### YOUR OBJECTIVE
The output should match the data below line for line.

RECORD EXTRACTS: Begin

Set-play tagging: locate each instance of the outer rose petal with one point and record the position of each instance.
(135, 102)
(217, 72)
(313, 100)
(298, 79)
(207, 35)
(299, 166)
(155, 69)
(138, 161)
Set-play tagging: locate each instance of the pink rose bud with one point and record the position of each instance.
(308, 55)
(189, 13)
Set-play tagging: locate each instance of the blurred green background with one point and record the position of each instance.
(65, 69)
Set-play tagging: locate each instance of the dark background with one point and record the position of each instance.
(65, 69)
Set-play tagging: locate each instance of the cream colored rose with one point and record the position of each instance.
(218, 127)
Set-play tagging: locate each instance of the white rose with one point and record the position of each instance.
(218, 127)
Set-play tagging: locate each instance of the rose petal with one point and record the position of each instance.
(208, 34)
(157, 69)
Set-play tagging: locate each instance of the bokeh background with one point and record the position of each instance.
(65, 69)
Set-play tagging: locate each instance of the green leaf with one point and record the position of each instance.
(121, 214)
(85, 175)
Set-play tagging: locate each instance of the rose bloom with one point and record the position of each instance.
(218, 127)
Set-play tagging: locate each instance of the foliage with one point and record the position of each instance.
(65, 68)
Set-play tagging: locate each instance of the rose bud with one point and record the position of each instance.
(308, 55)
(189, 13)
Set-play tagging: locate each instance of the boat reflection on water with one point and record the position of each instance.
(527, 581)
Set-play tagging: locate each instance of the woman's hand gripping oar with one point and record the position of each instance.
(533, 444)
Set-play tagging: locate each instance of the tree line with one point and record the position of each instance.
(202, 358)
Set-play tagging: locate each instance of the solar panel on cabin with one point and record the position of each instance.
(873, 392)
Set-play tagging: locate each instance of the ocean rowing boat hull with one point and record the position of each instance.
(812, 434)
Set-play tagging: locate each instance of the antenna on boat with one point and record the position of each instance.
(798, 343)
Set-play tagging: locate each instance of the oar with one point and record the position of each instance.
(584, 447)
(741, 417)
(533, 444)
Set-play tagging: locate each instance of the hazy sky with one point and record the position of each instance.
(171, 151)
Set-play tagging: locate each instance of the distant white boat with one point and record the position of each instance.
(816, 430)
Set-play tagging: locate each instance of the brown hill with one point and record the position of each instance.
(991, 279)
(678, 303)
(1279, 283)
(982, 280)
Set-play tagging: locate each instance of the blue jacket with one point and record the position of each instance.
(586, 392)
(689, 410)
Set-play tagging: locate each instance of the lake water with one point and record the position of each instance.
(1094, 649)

RECORD EXTRACTS: End

### RESULT BELOW
Set-play tagging: locate each instance of the outer rose petal with one point and record the position of each instance.
(135, 102)
(217, 72)
(313, 100)
(298, 79)
(207, 35)
(299, 166)
(155, 69)
(138, 161)
Set-play tagging: locate each instance of the pink rose bud with one point and record the position of each instance.
(308, 55)
(189, 13)
Set-play tagging: locate each instance of the blurred green background with one point and record the position of each instance.
(65, 69)
Set-play tagging: locate each instance of the dark background with one point and record the position of each instance.
(65, 69)
Set-play tagging: locate each instance of the cream colored rose with one point and record the position of each instance.
(218, 127)
Set-play tagging: locate each instance of the white rose with one point and record the position of each instance.
(218, 127)
Set-play tagging: locate each instance of the rose petal with one point and record the position of each instance.
(208, 34)
(157, 69)
Set-play tagging: locate each instance of the bokeh background with one point and record the position of each instance.
(65, 69)
Set-play tagging: locate each instance of the green leaf with one point and record the position of each instance.
(121, 214)
(85, 175)
Set-play tagging: locate each instance of the rose bloom with one point and record the position of each instance.
(218, 127)
Set-play tagging: locate each instance of the foliage with one point and record the position of each instance.
(65, 68)
Set-play tagging: locate each instance of the rose bud with one point and record the position of each instance.
(308, 55)
(189, 13)
Set-play tagging: locate each instance of the boat reflection on water with one point and record the position of each instance.
(527, 581)
Set-play tagging: locate each instance of the woman's hand gripping oar with one point and record the position of each instance.
(533, 444)
Set-play tagging: locate each instance of the tree line with one point and record the position of each instance.
(202, 358)
Set-play tagging: locate each instance of the solar panel on cabin with one point and record the position of each instance.
(873, 392)
Set-play tagging: locate each instance of the ocean rowing boat hull with one point and record the position of each instance.
(812, 434)
Set-play tagging: locate each instance of the antenna on boat with one point and record the position of each instance.
(798, 343)
Set-play tagging: locate each instance of the oar with one point and record the position of each instance.
(584, 447)
(741, 417)
(533, 444)
Set-play tagging: locate each instance of the hazy sky with one point and record the position of each instance.
(171, 151)
Set-play tagging: locate each instance of the distant white boat with one point and record the position of each instance.
(816, 430)
Set-play tagging: locate each instance of the brown hill with one point and record the position of each instance.
(991, 279)
(678, 303)
(1279, 283)
(982, 280)
Set-play tagging: locate each instance of the blue jacket with one point and record the position of each instance.
(586, 392)
(689, 410)
Set-play tagging: locate each instance of the lake water with one point and record the position of each instance.
(1094, 649)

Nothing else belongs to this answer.